• _Text_
* * * * * * *
GLite plugin description

Cream checks

The following checks are based on the output of a monitoring script installed by default on a CREAM CE. All these checks required root permission so instead of add user nagios to sudoers file we prefer to add a cron job which run the monitoring script and save the output on the file /tmp/cream.mon. This is the cron job which must be installed on the client before activating these plugins:

*/1 * * * * root /opt/glite/bin/glite_cream_load_monitor --show > /tmp/cream.mon

check_tom_fd

This plugin counts the number of file descriptors used by tomcat5 process
and generates an error if the number exceeds the thresholds specified.

Usage: ./check_tom_fd -w <fdnum> -c <fdnum>

Options:
 -h                   Print detailed help screen 
 -V                   Print version information 
 -w <fdnum>   Set WARNING status if more than <fdnum> file descriptors (default 500)
 -c <fdnum>    Set CRITICAL status if more than <fdnum> file descriptors (default 1000)

This is the rule used to create graph with nagiosgraph:

# Service type: tom_fd
#   output: TOM_FD OK:  107 tomcat5 file descriptors
#   perfdata: tom_fd=107;500;200;0
/perfdata:tom_fd=(\d+);(\d+);(\d+)/
and push @s, [ 'tom_fd',
               [ 'value', GAUGE, $1 ]];

check_cream_cmd

This plugin counts the number of pending commands inside CREAM database
and generates an error if the number exceeds the thresholds specified.
* * * * * * *
• _Your objective_
Reproduce the GLite plugin description starting at "Usage: ./check_tom_fd -w" and ending at "descriptors (default 1000)", changing "fdnum" to "limit". The listing has no connection to the GLite plugin description.

• _Data_
* * * * * * *
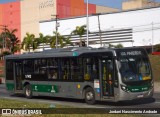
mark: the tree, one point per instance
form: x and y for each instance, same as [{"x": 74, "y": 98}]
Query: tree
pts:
[
  {"x": 80, "y": 30},
  {"x": 29, "y": 42},
  {"x": 42, "y": 39},
  {"x": 11, "y": 41}
]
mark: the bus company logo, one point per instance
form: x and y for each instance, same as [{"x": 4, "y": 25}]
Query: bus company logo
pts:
[{"x": 6, "y": 112}]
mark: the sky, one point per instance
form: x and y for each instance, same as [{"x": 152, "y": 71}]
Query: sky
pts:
[{"x": 109, "y": 3}]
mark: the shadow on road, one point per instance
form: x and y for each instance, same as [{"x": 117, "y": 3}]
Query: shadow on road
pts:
[{"x": 78, "y": 101}]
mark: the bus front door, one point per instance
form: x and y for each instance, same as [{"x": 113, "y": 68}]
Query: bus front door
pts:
[
  {"x": 107, "y": 77},
  {"x": 18, "y": 75}
]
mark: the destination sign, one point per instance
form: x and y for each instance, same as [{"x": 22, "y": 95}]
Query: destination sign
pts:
[{"x": 131, "y": 52}]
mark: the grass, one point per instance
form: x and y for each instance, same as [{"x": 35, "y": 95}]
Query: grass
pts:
[{"x": 5, "y": 103}]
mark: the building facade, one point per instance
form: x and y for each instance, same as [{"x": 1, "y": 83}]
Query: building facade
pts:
[
  {"x": 139, "y": 4},
  {"x": 130, "y": 28},
  {"x": 25, "y": 15}
]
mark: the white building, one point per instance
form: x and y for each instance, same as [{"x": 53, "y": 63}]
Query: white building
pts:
[{"x": 144, "y": 23}]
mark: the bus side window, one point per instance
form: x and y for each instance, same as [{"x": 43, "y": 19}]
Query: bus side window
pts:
[
  {"x": 74, "y": 68},
  {"x": 28, "y": 66},
  {"x": 52, "y": 68}
]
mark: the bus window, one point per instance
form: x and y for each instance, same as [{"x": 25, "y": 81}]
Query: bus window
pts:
[
  {"x": 28, "y": 66},
  {"x": 88, "y": 68},
  {"x": 9, "y": 70},
  {"x": 74, "y": 68}
]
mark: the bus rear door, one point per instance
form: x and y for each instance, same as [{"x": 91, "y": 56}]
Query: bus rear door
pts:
[
  {"x": 107, "y": 76},
  {"x": 18, "y": 75}
]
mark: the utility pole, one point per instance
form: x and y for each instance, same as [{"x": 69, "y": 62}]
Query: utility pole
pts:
[
  {"x": 87, "y": 22},
  {"x": 4, "y": 38},
  {"x": 152, "y": 38},
  {"x": 56, "y": 30},
  {"x": 99, "y": 30}
]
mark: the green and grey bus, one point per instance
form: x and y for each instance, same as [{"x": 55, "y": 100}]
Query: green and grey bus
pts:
[{"x": 83, "y": 73}]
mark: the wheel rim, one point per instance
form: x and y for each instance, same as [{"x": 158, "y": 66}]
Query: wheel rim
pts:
[
  {"x": 28, "y": 92},
  {"x": 89, "y": 96}
]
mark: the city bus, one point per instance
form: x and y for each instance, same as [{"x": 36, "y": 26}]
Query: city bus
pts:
[{"x": 92, "y": 74}]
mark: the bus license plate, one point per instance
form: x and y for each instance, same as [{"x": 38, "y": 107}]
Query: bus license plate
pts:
[{"x": 140, "y": 96}]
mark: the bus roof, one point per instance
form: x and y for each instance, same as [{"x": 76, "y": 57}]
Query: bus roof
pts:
[{"x": 65, "y": 52}]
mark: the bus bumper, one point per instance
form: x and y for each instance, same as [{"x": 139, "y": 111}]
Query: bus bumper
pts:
[{"x": 134, "y": 95}]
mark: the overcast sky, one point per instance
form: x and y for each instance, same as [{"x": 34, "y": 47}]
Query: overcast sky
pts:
[{"x": 110, "y": 3}]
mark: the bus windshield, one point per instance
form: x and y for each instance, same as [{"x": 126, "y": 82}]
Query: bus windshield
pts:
[{"x": 134, "y": 69}]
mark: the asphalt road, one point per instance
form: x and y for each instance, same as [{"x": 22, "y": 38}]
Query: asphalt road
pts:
[{"x": 146, "y": 103}]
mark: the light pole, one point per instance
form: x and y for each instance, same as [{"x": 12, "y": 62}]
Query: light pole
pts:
[
  {"x": 4, "y": 37},
  {"x": 56, "y": 30},
  {"x": 87, "y": 22},
  {"x": 99, "y": 27},
  {"x": 99, "y": 30}
]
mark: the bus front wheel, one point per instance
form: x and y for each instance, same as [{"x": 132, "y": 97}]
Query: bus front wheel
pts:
[
  {"x": 28, "y": 91},
  {"x": 89, "y": 96}
]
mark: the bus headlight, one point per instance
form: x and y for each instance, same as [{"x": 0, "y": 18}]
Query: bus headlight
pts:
[{"x": 124, "y": 88}]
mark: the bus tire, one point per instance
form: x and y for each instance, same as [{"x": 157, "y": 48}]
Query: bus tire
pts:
[
  {"x": 28, "y": 91},
  {"x": 89, "y": 96}
]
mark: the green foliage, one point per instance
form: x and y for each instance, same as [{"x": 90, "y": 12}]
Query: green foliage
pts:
[
  {"x": 29, "y": 42},
  {"x": 61, "y": 40}
]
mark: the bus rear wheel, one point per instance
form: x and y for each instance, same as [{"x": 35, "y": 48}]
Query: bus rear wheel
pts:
[
  {"x": 89, "y": 96},
  {"x": 28, "y": 91}
]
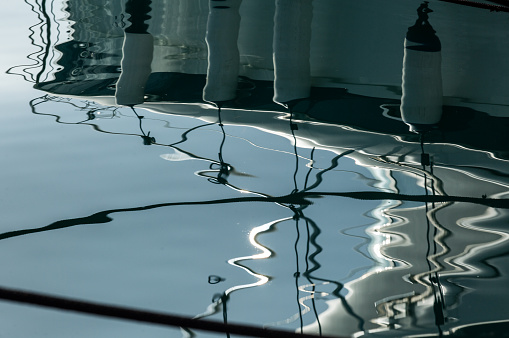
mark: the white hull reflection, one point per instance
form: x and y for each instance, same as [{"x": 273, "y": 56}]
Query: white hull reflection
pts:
[{"x": 422, "y": 251}]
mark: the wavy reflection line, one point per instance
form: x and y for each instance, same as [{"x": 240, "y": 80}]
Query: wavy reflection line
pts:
[
  {"x": 298, "y": 198},
  {"x": 43, "y": 47},
  {"x": 266, "y": 253}
]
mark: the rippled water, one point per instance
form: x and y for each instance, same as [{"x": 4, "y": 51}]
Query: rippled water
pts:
[{"x": 331, "y": 167}]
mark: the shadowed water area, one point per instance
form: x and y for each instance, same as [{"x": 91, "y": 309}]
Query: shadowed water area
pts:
[{"x": 265, "y": 168}]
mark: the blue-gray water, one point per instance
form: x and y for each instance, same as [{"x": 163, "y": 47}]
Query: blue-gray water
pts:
[{"x": 168, "y": 205}]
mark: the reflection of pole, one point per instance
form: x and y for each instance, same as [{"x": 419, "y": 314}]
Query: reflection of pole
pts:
[
  {"x": 292, "y": 36},
  {"x": 223, "y": 59},
  {"x": 421, "y": 101},
  {"x": 137, "y": 53}
]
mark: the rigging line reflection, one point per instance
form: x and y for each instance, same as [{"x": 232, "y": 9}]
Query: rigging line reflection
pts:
[
  {"x": 39, "y": 56},
  {"x": 316, "y": 266},
  {"x": 298, "y": 198},
  {"x": 312, "y": 238},
  {"x": 434, "y": 280},
  {"x": 220, "y": 300}
]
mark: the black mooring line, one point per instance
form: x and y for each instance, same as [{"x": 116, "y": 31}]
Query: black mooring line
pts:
[{"x": 145, "y": 316}]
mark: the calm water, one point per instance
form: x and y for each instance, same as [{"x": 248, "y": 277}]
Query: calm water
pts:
[{"x": 330, "y": 167}]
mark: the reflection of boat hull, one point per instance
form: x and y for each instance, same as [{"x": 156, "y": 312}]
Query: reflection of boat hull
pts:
[{"x": 179, "y": 46}]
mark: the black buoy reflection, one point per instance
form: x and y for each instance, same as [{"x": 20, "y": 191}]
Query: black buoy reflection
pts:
[
  {"x": 137, "y": 54},
  {"x": 421, "y": 101}
]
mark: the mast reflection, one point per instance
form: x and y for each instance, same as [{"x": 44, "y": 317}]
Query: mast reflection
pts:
[{"x": 429, "y": 232}]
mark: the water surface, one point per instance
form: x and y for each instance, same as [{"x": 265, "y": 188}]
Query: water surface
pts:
[{"x": 329, "y": 167}]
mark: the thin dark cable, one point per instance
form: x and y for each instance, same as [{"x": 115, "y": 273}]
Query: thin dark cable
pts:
[
  {"x": 144, "y": 316},
  {"x": 313, "y": 301},
  {"x": 311, "y": 157},
  {"x": 492, "y": 8},
  {"x": 297, "y": 273}
]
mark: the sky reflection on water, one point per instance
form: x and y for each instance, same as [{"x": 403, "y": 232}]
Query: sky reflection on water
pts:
[{"x": 257, "y": 164}]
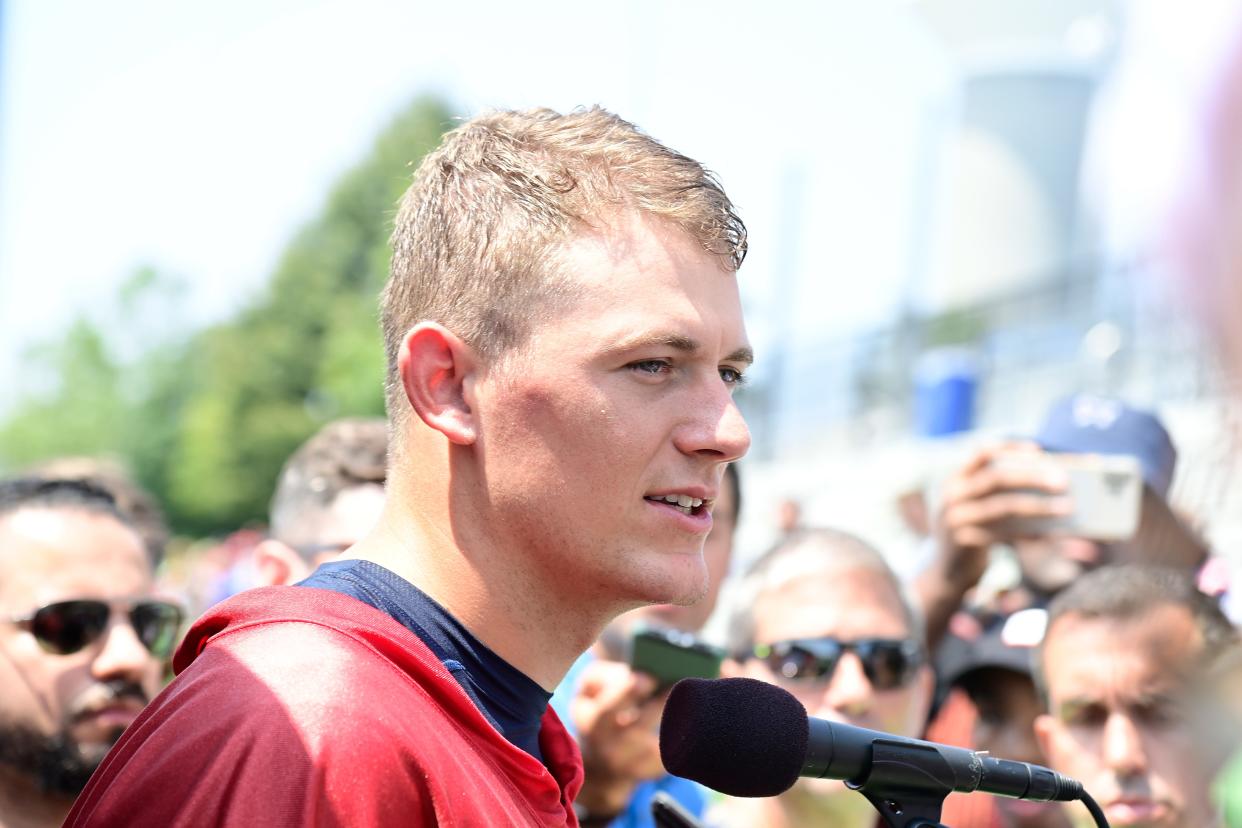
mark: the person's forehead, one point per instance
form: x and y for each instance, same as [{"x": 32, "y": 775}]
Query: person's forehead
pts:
[
  {"x": 1094, "y": 657},
  {"x": 847, "y": 603},
  {"x": 634, "y": 251},
  {"x": 54, "y": 554}
]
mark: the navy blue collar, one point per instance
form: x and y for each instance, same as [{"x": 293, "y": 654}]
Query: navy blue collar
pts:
[{"x": 508, "y": 698}]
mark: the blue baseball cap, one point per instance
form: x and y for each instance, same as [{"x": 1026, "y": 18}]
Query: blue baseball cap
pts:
[{"x": 1091, "y": 425}]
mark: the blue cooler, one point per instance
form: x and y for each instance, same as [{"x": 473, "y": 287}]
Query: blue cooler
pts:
[{"x": 945, "y": 381}]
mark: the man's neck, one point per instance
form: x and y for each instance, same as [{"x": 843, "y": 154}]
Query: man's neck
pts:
[
  {"x": 535, "y": 628},
  {"x": 24, "y": 806}
]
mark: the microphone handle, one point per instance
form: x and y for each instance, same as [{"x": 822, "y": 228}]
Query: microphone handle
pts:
[{"x": 847, "y": 752}]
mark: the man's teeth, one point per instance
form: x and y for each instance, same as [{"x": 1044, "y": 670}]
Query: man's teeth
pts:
[{"x": 684, "y": 503}]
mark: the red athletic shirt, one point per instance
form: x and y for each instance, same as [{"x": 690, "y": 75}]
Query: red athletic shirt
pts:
[{"x": 297, "y": 706}]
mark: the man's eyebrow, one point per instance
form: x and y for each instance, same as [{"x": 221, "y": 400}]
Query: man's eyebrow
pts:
[
  {"x": 1073, "y": 705},
  {"x": 679, "y": 343}
]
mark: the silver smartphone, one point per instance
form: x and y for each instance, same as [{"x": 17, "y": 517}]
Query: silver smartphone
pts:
[{"x": 1106, "y": 489}]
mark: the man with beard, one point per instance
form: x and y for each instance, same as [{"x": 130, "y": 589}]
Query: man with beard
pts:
[
  {"x": 825, "y": 617},
  {"x": 82, "y": 642}
]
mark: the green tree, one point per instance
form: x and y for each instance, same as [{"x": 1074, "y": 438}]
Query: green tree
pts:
[{"x": 206, "y": 420}]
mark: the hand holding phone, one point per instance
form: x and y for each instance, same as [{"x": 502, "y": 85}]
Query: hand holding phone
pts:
[{"x": 1104, "y": 493}]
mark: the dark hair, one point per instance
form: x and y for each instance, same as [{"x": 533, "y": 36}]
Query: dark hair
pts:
[
  {"x": 343, "y": 454},
  {"x": 57, "y": 493},
  {"x": 807, "y": 554},
  {"x": 138, "y": 505},
  {"x": 1129, "y": 591}
]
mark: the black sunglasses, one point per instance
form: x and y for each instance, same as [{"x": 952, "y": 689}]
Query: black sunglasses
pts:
[
  {"x": 67, "y": 626},
  {"x": 886, "y": 662}
]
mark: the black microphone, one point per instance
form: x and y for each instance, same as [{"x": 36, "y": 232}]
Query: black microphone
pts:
[{"x": 750, "y": 739}]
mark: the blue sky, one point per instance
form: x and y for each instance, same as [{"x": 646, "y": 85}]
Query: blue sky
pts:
[{"x": 198, "y": 137}]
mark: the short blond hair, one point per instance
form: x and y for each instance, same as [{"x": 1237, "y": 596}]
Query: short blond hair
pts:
[{"x": 476, "y": 234}]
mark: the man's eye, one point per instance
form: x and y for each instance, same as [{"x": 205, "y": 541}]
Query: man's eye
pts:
[{"x": 653, "y": 368}]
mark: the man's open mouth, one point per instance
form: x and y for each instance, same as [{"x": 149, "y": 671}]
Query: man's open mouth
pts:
[{"x": 683, "y": 503}]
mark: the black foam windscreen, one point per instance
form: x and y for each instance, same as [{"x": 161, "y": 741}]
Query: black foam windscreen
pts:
[{"x": 739, "y": 736}]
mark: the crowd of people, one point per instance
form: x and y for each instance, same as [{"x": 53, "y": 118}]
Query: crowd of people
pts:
[{"x": 441, "y": 621}]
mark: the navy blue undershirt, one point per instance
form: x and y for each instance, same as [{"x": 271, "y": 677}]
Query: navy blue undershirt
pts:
[{"x": 506, "y": 697}]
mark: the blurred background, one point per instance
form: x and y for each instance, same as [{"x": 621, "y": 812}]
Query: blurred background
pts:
[{"x": 954, "y": 207}]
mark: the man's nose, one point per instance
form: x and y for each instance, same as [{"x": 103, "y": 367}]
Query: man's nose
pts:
[
  {"x": 848, "y": 692},
  {"x": 1123, "y": 746},
  {"x": 121, "y": 654},
  {"x": 718, "y": 430}
]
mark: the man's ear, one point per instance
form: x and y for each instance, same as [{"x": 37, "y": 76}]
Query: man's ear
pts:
[
  {"x": 277, "y": 565},
  {"x": 437, "y": 371}
]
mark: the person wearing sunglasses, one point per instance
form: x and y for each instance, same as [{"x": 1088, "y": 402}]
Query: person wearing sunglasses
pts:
[
  {"x": 82, "y": 641},
  {"x": 825, "y": 617}
]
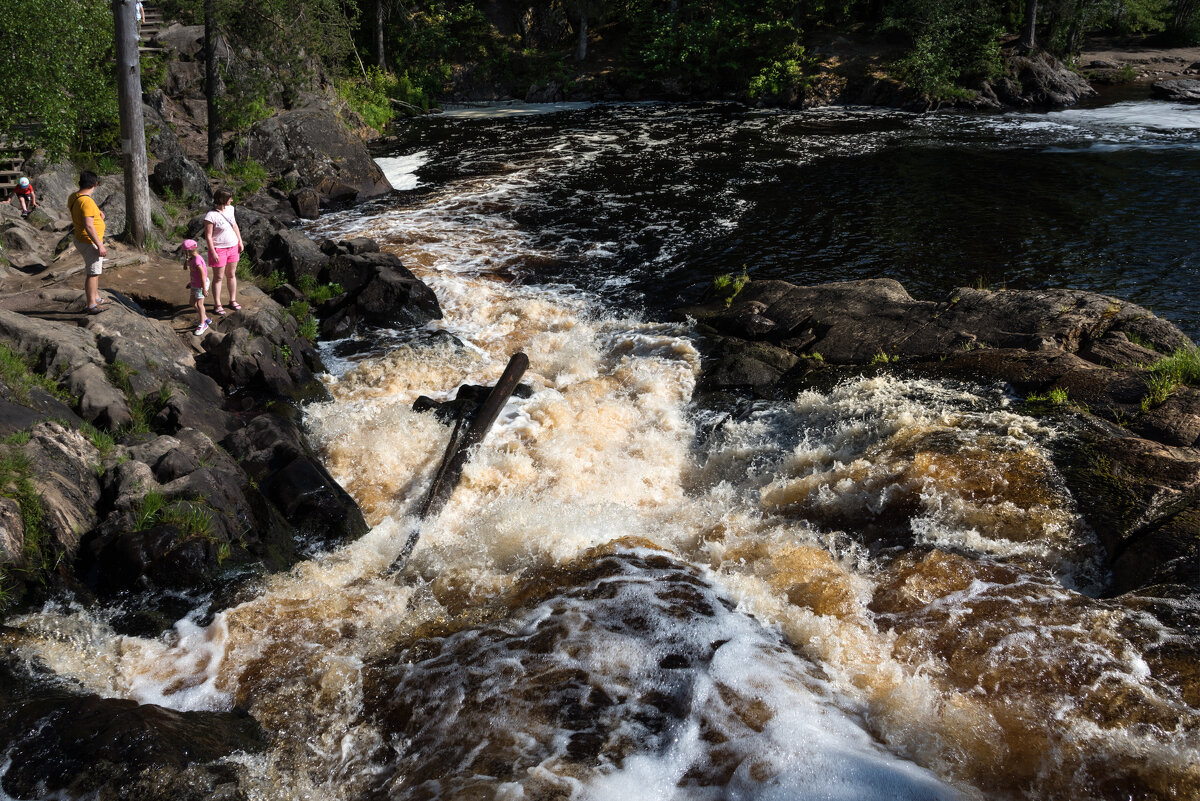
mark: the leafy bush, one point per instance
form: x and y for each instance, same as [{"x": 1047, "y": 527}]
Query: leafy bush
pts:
[
  {"x": 58, "y": 83},
  {"x": 954, "y": 42},
  {"x": 371, "y": 97}
]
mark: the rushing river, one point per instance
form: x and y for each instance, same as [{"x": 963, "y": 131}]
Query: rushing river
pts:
[{"x": 879, "y": 589}]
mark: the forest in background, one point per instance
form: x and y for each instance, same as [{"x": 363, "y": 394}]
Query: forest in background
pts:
[{"x": 391, "y": 56}]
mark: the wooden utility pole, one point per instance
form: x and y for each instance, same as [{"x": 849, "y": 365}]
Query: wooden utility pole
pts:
[
  {"x": 381, "y": 61},
  {"x": 1029, "y": 31},
  {"x": 213, "y": 85},
  {"x": 133, "y": 130}
]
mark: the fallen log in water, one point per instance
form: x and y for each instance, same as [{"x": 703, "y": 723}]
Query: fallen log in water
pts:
[{"x": 459, "y": 450}]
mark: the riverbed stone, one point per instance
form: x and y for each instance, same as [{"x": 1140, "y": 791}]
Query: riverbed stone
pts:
[
  {"x": 82, "y": 745},
  {"x": 1093, "y": 349},
  {"x": 316, "y": 144}
]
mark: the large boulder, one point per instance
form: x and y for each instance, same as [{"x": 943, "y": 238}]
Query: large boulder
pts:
[
  {"x": 261, "y": 349},
  {"x": 273, "y": 450},
  {"x": 1041, "y": 80},
  {"x": 315, "y": 143},
  {"x": 1139, "y": 485},
  {"x": 180, "y": 175},
  {"x": 71, "y": 745},
  {"x": 379, "y": 290},
  {"x": 187, "y": 41}
]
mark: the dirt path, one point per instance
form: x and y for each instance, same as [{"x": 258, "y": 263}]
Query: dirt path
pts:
[{"x": 1147, "y": 62}]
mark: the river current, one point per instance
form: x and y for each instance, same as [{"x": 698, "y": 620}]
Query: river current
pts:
[{"x": 876, "y": 589}]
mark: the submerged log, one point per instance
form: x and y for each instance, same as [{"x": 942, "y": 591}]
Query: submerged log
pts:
[{"x": 459, "y": 450}]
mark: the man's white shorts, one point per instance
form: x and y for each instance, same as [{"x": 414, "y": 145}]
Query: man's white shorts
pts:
[{"x": 91, "y": 258}]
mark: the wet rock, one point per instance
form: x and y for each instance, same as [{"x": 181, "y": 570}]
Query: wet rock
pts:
[
  {"x": 261, "y": 349},
  {"x": 1093, "y": 349},
  {"x": 306, "y": 203},
  {"x": 316, "y": 144},
  {"x": 275, "y": 455},
  {"x": 82, "y": 745},
  {"x": 739, "y": 363},
  {"x": 297, "y": 256},
  {"x": 1038, "y": 79},
  {"x": 1185, "y": 90},
  {"x": 12, "y": 534}
]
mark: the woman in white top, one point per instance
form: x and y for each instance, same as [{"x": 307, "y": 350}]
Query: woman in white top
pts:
[{"x": 223, "y": 238}]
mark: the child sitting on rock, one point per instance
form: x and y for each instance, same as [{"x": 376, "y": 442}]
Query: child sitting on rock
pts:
[
  {"x": 198, "y": 283},
  {"x": 27, "y": 196}
]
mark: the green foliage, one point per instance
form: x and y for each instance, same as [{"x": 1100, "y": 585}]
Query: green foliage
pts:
[
  {"x": 271, "y": 282},
  {"x": 307, "y": 324},
  {"x": 371, "y": 97},
  {"x": 729, "y": 284},
  {"x": 309, "y": 329},
  {"x": 16, "y": 483},
  {"x": 1057, "y": 396},
  {"x": 1181, "y": 367},
  {"x": 190, "y": 517},
  {"x": 58, "y": 74},
  {"x": 318, "y": 293},
  {"x": 18, "y": 374},
  {"x": 726, "y": 43},
  {"x": 954, "y": 42}
]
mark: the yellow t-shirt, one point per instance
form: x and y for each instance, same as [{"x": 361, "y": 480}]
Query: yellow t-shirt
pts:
[{"x": 83, "y": 206}]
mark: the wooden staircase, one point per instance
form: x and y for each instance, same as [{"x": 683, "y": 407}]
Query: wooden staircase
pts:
[
  {"x": 150, "y": 29},
  {"x": 12, "y": 163}
]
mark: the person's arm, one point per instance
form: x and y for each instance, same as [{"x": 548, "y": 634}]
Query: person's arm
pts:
[{"x": 89, "y": 223}]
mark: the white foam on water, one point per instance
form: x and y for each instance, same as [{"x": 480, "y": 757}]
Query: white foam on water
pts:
[
  {"x": 858, "y": 703},
  {"x": 401, "y": 170}
]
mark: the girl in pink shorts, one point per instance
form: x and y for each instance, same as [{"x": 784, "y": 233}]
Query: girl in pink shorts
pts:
[{"x": 225, "y": 244}]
* * * * * * *
• _Response_
Usage: ./check_tom_fd -w <limit> -c <limit>

Options:
 -h                   Print detailed help screen 
 -V                   Print version information 
 -w <limit>   Set WARNING status if more than <limit> file descriptors (default 500)
 -c <limit>    Set CRITICAL status if more than <limit> file descriptors (default 1000)